WORK TO DO ▸
Repeat word for word the lines starting at the one containing "Query: which element in this UI is the striped fur?" and ending at the last line, including both.

═════ DATA FOR THIS TASK ═════

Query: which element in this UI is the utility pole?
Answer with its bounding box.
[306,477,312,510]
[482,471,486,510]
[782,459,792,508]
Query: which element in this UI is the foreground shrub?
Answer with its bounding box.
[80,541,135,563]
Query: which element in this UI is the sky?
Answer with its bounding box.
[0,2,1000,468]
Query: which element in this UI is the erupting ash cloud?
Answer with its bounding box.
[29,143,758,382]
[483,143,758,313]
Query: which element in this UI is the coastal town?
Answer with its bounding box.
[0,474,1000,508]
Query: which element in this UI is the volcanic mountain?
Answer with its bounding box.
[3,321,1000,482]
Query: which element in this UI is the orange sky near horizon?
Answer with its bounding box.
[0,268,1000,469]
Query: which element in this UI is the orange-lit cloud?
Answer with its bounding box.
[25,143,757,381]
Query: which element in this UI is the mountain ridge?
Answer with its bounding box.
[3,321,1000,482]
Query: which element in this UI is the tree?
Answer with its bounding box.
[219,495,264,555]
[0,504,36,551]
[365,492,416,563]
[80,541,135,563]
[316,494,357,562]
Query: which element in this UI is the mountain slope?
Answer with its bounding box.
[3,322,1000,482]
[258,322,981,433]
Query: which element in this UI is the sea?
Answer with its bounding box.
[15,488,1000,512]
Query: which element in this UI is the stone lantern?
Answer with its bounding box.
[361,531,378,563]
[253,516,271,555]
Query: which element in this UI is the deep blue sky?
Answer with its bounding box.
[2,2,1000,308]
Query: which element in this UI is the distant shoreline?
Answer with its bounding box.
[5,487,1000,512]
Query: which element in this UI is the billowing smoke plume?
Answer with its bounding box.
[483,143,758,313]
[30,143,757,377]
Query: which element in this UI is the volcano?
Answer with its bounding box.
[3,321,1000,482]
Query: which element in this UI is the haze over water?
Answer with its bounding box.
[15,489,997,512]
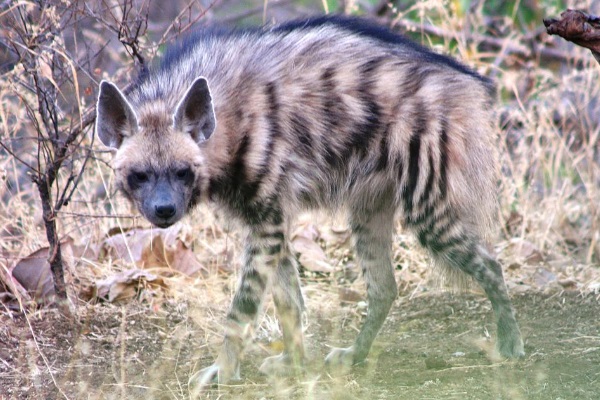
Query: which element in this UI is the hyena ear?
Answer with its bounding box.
[173,77,217,143]
[96,81,138,149]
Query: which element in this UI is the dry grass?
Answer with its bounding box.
[0,0,600,398]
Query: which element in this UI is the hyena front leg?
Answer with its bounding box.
[325,207,398,367]
[199,219,303,385]
[260,252,304,375]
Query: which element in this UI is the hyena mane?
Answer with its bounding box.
[97,17,523,381]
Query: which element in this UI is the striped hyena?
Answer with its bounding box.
[96,17,524,382]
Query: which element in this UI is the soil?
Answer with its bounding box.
[0,283,600,400]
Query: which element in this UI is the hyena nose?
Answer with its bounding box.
[154,204,175,218]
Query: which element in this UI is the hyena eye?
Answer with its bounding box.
[175,168,193,181]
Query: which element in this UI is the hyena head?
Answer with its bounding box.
[96,77,216,228]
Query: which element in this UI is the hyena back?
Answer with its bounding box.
[97,17,523,382]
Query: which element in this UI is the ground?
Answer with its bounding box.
[0,282,600,400]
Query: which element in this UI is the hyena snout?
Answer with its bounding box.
[140,184,185,228]
[154,204,177,219]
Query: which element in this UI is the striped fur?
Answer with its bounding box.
[97,17,523,382]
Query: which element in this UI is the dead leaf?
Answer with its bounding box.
[338,287,364,303]
[11,239,75,303]
[95,268,166,303]
[103,228,206,276]
[510,238,545,265]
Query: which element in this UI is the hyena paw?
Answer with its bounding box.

═════

ANSWER ▸
Query: which element in this UI is the striped fur?
Answer with its bounding box.
[97,17,523,382]
Query: which element in this UI is the dead leaf?
Answer with its bounding box.
[338,287,364,303]
[11,239,75,303]
[95,268,166,303]
[103,228,206,276]
[510,238,545,265]
Query: which element in this UI is the hyena paw?
Answer with its bounding box.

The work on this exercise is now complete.